◆ Provided data ◆
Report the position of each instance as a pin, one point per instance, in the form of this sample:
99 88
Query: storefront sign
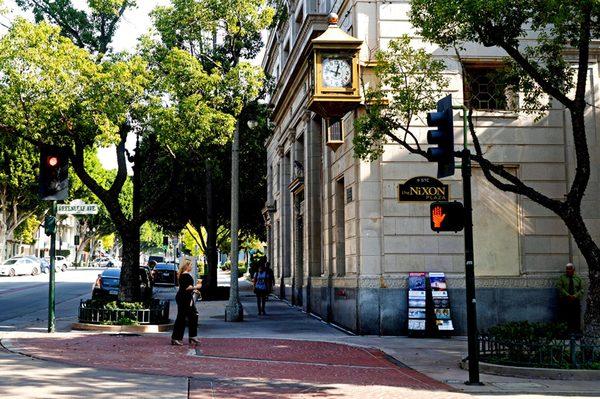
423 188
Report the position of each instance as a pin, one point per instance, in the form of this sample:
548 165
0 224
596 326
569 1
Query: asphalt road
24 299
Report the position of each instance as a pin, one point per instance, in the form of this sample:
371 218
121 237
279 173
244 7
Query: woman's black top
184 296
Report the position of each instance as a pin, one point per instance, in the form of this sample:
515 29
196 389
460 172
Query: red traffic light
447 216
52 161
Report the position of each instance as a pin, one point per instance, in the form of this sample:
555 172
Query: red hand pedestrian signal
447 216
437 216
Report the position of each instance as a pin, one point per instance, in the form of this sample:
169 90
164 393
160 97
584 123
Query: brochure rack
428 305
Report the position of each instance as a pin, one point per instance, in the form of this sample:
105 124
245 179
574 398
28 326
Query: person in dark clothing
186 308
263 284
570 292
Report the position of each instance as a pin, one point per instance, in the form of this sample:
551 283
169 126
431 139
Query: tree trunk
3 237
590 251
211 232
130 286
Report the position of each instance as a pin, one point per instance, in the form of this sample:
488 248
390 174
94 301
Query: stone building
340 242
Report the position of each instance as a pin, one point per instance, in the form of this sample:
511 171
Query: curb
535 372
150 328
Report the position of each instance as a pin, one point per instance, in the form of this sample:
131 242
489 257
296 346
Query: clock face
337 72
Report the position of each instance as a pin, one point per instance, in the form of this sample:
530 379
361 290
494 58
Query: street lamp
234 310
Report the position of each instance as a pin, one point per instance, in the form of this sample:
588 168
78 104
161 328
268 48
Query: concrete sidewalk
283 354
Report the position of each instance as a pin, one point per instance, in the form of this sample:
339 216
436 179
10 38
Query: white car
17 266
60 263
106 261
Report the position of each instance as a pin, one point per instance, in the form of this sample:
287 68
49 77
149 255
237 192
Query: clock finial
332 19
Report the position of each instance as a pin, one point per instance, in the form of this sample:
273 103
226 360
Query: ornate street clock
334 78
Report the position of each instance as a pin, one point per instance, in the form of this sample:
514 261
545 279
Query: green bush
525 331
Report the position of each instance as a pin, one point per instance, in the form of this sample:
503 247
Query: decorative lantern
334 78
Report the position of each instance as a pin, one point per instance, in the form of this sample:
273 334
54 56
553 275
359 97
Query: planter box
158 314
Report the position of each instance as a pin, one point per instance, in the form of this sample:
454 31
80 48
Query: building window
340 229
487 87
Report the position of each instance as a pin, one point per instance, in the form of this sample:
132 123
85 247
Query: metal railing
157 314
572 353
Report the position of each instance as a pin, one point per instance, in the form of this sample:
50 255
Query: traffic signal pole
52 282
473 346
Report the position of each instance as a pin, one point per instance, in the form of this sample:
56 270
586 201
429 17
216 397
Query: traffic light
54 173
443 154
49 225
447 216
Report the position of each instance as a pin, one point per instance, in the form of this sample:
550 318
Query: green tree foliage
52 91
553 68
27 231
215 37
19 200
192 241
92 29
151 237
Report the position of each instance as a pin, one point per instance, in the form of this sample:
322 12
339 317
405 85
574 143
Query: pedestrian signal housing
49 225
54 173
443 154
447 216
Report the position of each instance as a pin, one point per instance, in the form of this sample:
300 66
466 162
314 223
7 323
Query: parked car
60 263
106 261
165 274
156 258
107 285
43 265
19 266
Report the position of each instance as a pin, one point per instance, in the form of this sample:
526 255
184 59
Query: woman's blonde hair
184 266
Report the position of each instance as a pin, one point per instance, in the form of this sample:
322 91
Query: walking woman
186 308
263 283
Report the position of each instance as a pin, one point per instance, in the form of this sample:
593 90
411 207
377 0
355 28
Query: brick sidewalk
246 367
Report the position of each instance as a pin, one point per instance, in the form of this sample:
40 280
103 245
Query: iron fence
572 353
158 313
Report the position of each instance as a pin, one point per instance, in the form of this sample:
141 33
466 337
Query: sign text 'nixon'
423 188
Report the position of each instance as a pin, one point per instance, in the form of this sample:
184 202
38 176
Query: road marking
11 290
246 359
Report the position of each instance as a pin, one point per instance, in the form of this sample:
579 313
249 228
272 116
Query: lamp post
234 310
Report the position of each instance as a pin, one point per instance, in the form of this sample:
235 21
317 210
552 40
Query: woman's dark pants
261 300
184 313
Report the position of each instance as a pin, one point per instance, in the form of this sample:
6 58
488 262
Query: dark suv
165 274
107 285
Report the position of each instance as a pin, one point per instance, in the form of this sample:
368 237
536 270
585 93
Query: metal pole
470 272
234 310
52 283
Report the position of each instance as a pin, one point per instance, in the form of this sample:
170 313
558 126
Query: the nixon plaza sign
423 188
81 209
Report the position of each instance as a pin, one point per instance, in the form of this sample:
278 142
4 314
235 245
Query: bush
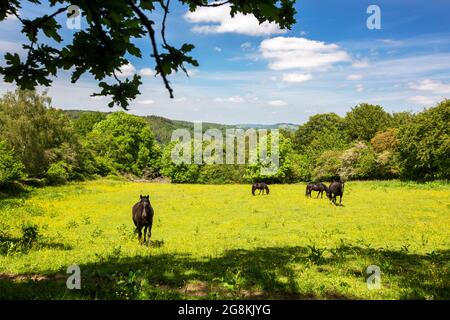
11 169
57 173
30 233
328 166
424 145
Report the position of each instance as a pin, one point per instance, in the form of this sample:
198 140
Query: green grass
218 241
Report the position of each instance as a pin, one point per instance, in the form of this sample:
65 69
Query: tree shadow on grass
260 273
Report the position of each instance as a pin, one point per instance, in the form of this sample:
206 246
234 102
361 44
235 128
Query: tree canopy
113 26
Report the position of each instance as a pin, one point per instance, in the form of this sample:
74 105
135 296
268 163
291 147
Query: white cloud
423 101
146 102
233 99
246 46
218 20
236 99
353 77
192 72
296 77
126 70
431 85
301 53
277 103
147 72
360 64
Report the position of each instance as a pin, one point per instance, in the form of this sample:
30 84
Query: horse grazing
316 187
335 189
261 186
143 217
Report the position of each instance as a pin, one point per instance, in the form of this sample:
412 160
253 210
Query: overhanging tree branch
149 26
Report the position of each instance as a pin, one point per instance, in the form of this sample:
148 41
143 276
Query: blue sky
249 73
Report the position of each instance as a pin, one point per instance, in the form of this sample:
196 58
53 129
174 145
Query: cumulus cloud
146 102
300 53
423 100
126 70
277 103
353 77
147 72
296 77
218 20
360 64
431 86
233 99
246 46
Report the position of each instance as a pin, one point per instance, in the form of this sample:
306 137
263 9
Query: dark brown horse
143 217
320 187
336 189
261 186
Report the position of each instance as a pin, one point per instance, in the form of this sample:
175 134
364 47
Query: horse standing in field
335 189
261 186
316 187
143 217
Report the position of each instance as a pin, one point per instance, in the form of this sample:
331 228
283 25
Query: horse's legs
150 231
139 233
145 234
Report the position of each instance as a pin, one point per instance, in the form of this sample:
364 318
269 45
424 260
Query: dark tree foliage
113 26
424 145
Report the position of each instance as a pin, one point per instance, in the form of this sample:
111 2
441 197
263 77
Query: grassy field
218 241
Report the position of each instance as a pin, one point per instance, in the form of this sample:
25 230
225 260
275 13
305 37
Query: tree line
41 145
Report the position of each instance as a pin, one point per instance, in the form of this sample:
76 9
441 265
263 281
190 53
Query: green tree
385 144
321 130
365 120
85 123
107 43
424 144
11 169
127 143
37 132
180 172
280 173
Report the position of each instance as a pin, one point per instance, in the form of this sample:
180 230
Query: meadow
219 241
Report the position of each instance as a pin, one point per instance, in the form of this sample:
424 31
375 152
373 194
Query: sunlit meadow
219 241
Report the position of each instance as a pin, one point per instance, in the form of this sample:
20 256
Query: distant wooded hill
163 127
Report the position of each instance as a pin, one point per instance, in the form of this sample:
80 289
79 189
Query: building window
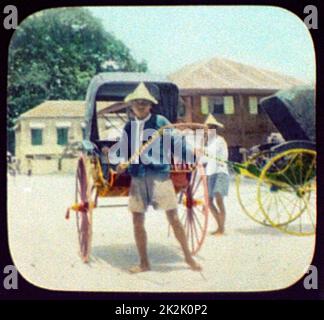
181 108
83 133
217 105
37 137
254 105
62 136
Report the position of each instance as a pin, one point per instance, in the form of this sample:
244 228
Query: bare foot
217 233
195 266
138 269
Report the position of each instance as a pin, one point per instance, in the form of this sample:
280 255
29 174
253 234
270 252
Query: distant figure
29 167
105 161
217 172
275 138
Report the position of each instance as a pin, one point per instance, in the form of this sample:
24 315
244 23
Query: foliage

◆ The exercise ◆
Write out the entries above word for word. Do not include the pictures.

◆ Result for this exercise ◆
Report the position of each instance as a pin, one point per instance, in the form of this sample:
99 88
Query: storefront sign
423 188
Report the position of each instance as a pin, one point per instance, in the form of this sample:
548 165
0 224
596 326
569 1
Query: asphalt road
24 299
Report the position of each instance as a pin, one point per instance, in the form of this sample:
371 218
121 237
279 173
244 7
Query: woman's black top
184 296
Report the position of each instance as a pin, one point per instance, in the form of this sample:
515 29
196 389
460 172
Query: red traffic light
447 216
52 161
Report the position of each instance as a pin, one point per instance, in the form of this sample:
555 172
Query: red hand pedestrian signal
447 216
437 216
Report the position of each instance as a pin, one point per instance, in the form of this sample:
169 90
164 393
160 97
584 123
Query: brochure rack
428 305
Report the position of each instance as a pin, one point per instance, in the form of this sample:
105 124
245 179
574 398
28 326
Query: person in dark clothing
186 308
263 284
570 292
Report the position of each instance as a pin, one point per instance, in the form of this sample:
551 283
169 126
431 139
Query: tree trunk
3 237
590 251
211 232
130 286
Report the position of each instance as a pin, one point per instance, in the form of this sample:
488 248
390 174
94 301
Query: stone building
340 242
Report the position of each instance as a pin, one point per instance, in the form of this sample:
511 171
Query: curb
535 372
150 328
Report the position of each instance as a pin, one point per instance, in the form of this sample:
131 242
489 257
296 346
Query: clock face
337 72
Report the position of each instance as a pin, one point per instance, in the form of this sample:
530 379
361 290
494 58
Query: street lamp
234 310
Report the position of each instance as a pin, one point per instance, in the form of this sample:
588 168
78 104
161 328
268 48
Query: concrete sidewalk
283 354
Report the position of each instance as a pin, one point per instance, in the form of this sample:
339 216
436 179
10 38
Query: white car
17 266
60 263
106 261
Report the position of each instance as a pin, one point per instance, in the form of this sample:
287 68
49 77
149 255
237 192
Query: clock finial
332 19
Report the position of each instance as a pin, one point per instance, in the form of this sample:
273 103
226 360
Query: ornate street clock
334 78
Report the position of each instance as a pin, one point per instance, in the form of this sample:
514 261
545 279
Query: green bush
525 331
Report the position of each instance as a pin, one point per instance, in the form of this sample:
503 247
Query: decorative lantern
334 78
Report the position of each instance as a pin, one point per instance, in the form of this sample:
273 334
54 56
553 275
359 97
Query: planter box
158 314
Report the position of each instance as a pin, one point per instance, in the form of this sample:
454 31
80 48
Query: building window
340 229
487 87
Report the position of each instance as a pin, one point per instance, in the form of this sample:
132 123
85 247
Query: metal railing
157 314
572 353
Report the position of each instance as a pin, one point per instance, in the form of this sample:
50 255
Query: traffic signal pole
52 282
473 346
Report the position of each instance as a pin, one point per instance, in the form of this sample:
56 270
586 201
429 17
216 397
Query: traffic light
54 173
443 154
49 225
447 216
Report the position of each instance as a pin, one point per instance, in the form of this sample:
550 318
Query: green tree foliage
52 91
553 68
27 231
215 37
19 200
192 241
92 29
151 237
Report the position of each instance as a pin, one point per instance, in the form of this sample:
322 12
339 317
405 85
574 143
Query: pedestrian signal housing
49 225
54 173
443 154
447 216
Report the position of each instance as a pin, one point per instance, in the form of this sample:
300 66
466 162
314 223
7 323
Query: parked car
60 263
106 261
165 274
156 258
107 285
43 265
19 266
Report the position of each instance as a pin, one point per instance, in the form of this sample:
526 255
184 59
Query: woman's blonde hair
184 266
Report the position of each instance as a pin, one point per instance, in the form of this sample:
322 91
Query: walking woman
186 308
263 283
Report the position of each instance as a pin, one point per instance, in the form of this sample:
593 90
411 207
377 0
355 28
Query: brick sidewalk
246 367
Report the position of each instance as a pin, one point per instance, in the form of this sample:
40 280
103 245
Query: iron fence
572 353
158 313
Report the position of each instance as a pin, one point per instance, in the form of this sample:
141 33
466 337
Query: sign text 'nixon'
423 188
Report the position of each instance as a pin, one point per instance, in the form of this sample:
184 202
38 176
Query: road marking
11 290
246 359
Report the position of each instance as a pin, one point per instance, in the form of this sample:
579 313
249 228
272 116
Query: lamp post
234 310
Report the position of each instance as a pin, one point per instance, in the form of this sample:
235 21
317 210
552 40
Query: woman's dark pants
261 300
184 313
Report the position of each instance as a pin, one point per instance, in the form of this sample:
6 58
488 262
Query: dark suv
165 274
107 285
Report the position of each instance as a pin, one point per instance, in the form of this sample:
368 237
536 270
585 93
Query: metal pole
470 272
234 310
52 283
Report the position of each instance as a pin, one point per instance, in the form of this sample:
170 313
558 126
Query: the nixon plaza sign
423 188
81 209
Report the position of each instance as a pin, one point per instance, in the form of this sample:
278 142
4 314
235 245
Query: bush
11 169
57 173
30 233
328 166
424 145
Report the position of each instance as a pin, one point per instance, in the form of this sample:
198 140
Query: green grass
218 241
Report the position of each instance as a pin, one point per instance, in the form of this sample:
65 69
Query: tree shadow on grass
260 273
Report the position of each instance as a pin, one point per instance, in the form of this sample:
206 246
234 102
361 44
235 128
Query: tree canopy
113 26
Report the position of each instance as a pin, one point per instance, in the form of this sample:
74 105
135 296
268 163
291 147
Query: white cloud
423 101
146 102
233 99
246 46
218 20
236 99
353 77
192 72
296 77
126 70
431 85
301 53
277 103
147 72
360 64
Report the position of each instance as a pin, one point per instance, in the form of this sample:
30 84
Query: horse grazing
316 187
335 189
261 186
143 217
Report the position of each instance as a pin, one point per instance, in the form of this sample:
412 160
253 210
Query: overhanging tree branch
149 26
Report the position of each instance as a pin, one point per instance, in the form of this sample:
148 41
143 276
Query: blue sky
249 73
Report the position of each instance as a pin, one point per instance, in the form of this sample:
196 58
53 129
174 145
Query: cumulus cloud
146 102
300 53
423 100
126 70
277 103
353 77
147 72
296 77
218 20
360 64
431 86
233 99
246 46
Report the position of each instance as a pin, one point per instance, in the form of this sample:
306 137
263 9
Query: dark brown horse
143 217
320 187
336 189
261 186
Report the position of each instance as a pin, one point per instance, in the form of this sample:
175 134
364 47
Query: horse standing in field
335 189
261 186
316 187
143 217
Report the position of each instance as a pin, one point per instance, in the form of this sample:
331 228
283 25
Query: horse's legs
150 231
139 233
145 234
Report the position of each instance as a pin, one point per instance, in the form of this sample:
364 318
269 45
424 260
Query: dark tree foliage
113 26
424 145
Report the position of each instance as a pin, one point per instance, in the form of this sample:
111 2
441 197
263 77
Query: grassy field
218 241
Report the position of each instance as a pin, one point per instance, in the form of this sample:
25 230
225 260
275 13
305 37
Query: tree line
41 145
Report the position of each instance as a pin, one point per instance, in the form of this sample:
76 9
441 265
263 281
190 53
Query: green tree
385 144
321 130
365 120
85 123
107 43
424 144
11 169
127 143
37 132
180 172
280 173
Report the position of each instance as a pin, one point per instance, in the form of this sample:
180 230
Query: meadow
219 241
Report the position of each instance as a pin, one point per instance, in the form of this sample:
424 31
375 152
373 194
Query: sunlit meadow
219 241
Report the position of each instance as a pin, one point per instance, in the form of this sample:
20 256
Query: distant wooded hill
163 127
Report the position of each instance as a pin, one point per instance, in the form of this sample:
80 289
79 189
Query: building window
181 108
83 133
217 105
37 137
254 105
62 136
Report the position of each instance as a pin, one point per instance, in the form of this sample:
244 228
Query: bare foot
217 233
195 266
138 269
Report the position of each instance as a pin, one point per instance, in the form of this sample:
280 255
29 174
253 234
270 252
Query: distant figure
29 167
105 161
217 172
275 138
Report the position of each instance as a pin, one point per instance, in the form of this sample:
24 315
244 23
Query: foliage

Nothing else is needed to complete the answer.